> _Text for analysis_
Holocaust Survivor Speaks About Tolerance
STARKVILLE, Miss. (PRESS RELEASE) — In 2014, the German government sent Sami Steigmann a check for 2,500 marks, at the time equal to more than $5,000 American dollars.
It was a boon to a man living in Manhattan on a paltry Social Security disability check, but that wasn’t the most valuable part for Steigmann.
The letter that came with the check read that the Germans acknowledged Steigmann as a Holocaust survivor who was subjected to Nazi medical experiments during World War II.
“That meant more to me than the money,” he said.
Steigmann spoke Wednesday, March 23, to a crowd of several hundred gathered in Lee Hall’s Bettersworth Auditorium as part of an event sponsored by Hillel, the Jewish student organization at Mississippi State.
Equal parts biographical and motivational, the 76-year-old recounted how being a Holocaust survivor had shaped his life and aimed to inspire audience members to stand up against discrimination.
As a Jew living in Romania, Steigmann was 18 months old when he and his parents were rounded up in 1941 and taken to a Nazi labor camp in Mogilev Podolski, Ukraine, where they spent the next three years before the Russian army liberated the camp.
Steigmann was subjected to medical experiments and nearly starved to death.

> _Available data_
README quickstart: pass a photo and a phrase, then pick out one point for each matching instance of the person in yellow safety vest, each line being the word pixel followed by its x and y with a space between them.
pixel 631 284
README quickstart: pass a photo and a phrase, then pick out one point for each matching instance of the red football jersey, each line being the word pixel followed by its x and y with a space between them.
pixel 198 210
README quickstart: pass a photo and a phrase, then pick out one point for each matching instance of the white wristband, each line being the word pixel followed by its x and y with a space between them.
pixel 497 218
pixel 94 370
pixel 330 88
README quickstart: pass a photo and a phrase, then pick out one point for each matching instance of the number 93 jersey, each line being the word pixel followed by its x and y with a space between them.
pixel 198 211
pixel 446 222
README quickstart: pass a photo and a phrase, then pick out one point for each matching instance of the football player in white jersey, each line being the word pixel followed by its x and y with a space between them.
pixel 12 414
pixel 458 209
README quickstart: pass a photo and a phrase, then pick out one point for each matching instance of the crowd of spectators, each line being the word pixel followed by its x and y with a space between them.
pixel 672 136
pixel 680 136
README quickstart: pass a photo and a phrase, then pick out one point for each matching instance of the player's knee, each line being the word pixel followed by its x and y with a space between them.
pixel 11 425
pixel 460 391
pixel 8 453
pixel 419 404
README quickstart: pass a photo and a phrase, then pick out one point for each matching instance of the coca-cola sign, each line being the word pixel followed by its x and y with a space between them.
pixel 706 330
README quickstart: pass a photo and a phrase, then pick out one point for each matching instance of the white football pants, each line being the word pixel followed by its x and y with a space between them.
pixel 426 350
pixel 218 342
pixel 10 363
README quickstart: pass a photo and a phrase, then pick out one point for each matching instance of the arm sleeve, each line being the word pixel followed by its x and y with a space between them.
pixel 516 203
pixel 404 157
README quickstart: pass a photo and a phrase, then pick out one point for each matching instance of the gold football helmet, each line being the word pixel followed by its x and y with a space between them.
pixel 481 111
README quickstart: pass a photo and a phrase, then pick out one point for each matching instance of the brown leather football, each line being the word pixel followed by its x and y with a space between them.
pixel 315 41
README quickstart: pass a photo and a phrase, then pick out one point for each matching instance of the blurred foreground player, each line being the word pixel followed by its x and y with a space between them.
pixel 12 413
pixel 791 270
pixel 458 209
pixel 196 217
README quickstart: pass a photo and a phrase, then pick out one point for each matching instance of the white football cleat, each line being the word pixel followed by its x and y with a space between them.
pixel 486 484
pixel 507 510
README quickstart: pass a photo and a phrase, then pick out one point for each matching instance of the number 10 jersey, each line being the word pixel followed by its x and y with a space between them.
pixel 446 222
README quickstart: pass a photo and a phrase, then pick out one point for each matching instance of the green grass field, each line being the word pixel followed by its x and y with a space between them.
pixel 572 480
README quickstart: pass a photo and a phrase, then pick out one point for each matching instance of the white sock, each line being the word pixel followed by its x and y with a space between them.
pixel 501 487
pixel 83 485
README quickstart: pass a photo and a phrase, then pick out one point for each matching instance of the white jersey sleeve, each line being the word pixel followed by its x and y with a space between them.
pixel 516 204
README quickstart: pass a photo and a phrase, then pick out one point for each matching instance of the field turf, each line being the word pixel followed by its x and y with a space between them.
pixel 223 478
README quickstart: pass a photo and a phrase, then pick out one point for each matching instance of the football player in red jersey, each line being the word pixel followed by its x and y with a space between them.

> _Work order A_
According to the press release about the Holocaust survivor's talk, why did the letter from the German government matter more to Sami Steigmann than the check it accompanied?
> _Work order B_
Transcribe the passage of the press release about the Holocaust survivor's talk between "Steigmann spoke Wednesday, March" and "up against discrimination.", inclusive.
> _Work order C_
Carry the press release about the Holocaust survivor's talk forward from its final sentence.

> _Task result A_
The letter stated that the Germans acknowledged Steigmann as a Holocaust survivor who had been subjected to Nazi medical experiments during World War II. Steigmann said that this acknowledgment meant more to him than the money.

> _Task result B_
Steigmann spoke Wednesday, March 23, to a crowd of several hundred gathered in Lee Hall’s Bettersworth Auditorium as part of an event sponsored by Hillel, the Jewish student organization at Mississippi State.
Equal parts biographical and motivational, the 76-year-old recounted how being a Holocaust survivor had shaped his life and aimed to inspire audience members to stand up against discrimination.

> _Task result C_
But a German woman, who lived on a farm next to the camp and brought food to the camp guards, saw Steigmann’s malnourished state and risked her life to secretly feed him milk.
After the war, his family resettled in Romania before moving to Israel, where Steigmann served in the Air Force in the 1960s.
At age 29, he immigrated to the United States.
Though he’s too young to remember the labor camp, and he has no idea what medical experiments he endured, his lifelong bouts with severe headaches and back pain serve as reminders of the terror of the German Third Reich and have also given him a high tolerance for pain.
Calling himself an “accidental motivational speaker,” he didn’t become involved with Holocaust survivor organizations until 2007.
Both a survivor and a child of survivors, he said he really didn’t identify with either generation until he told his story to a sixth-grade class in 2008.
After that, he said, he felt fully a part of both generations, and he’s since taken every available opportunity to share his story.
“I’ve decided to dedicate my life to reaching as many people as I can,” he said.
“I have hope for you (the younger generation) that you will make this world a better place for yourselves, your children and your grandchildren. You have to believe in yourselves, have strong core values and don’t compromise.”
More than 11 million people died during the Holocaust, including more than 6 million Jews.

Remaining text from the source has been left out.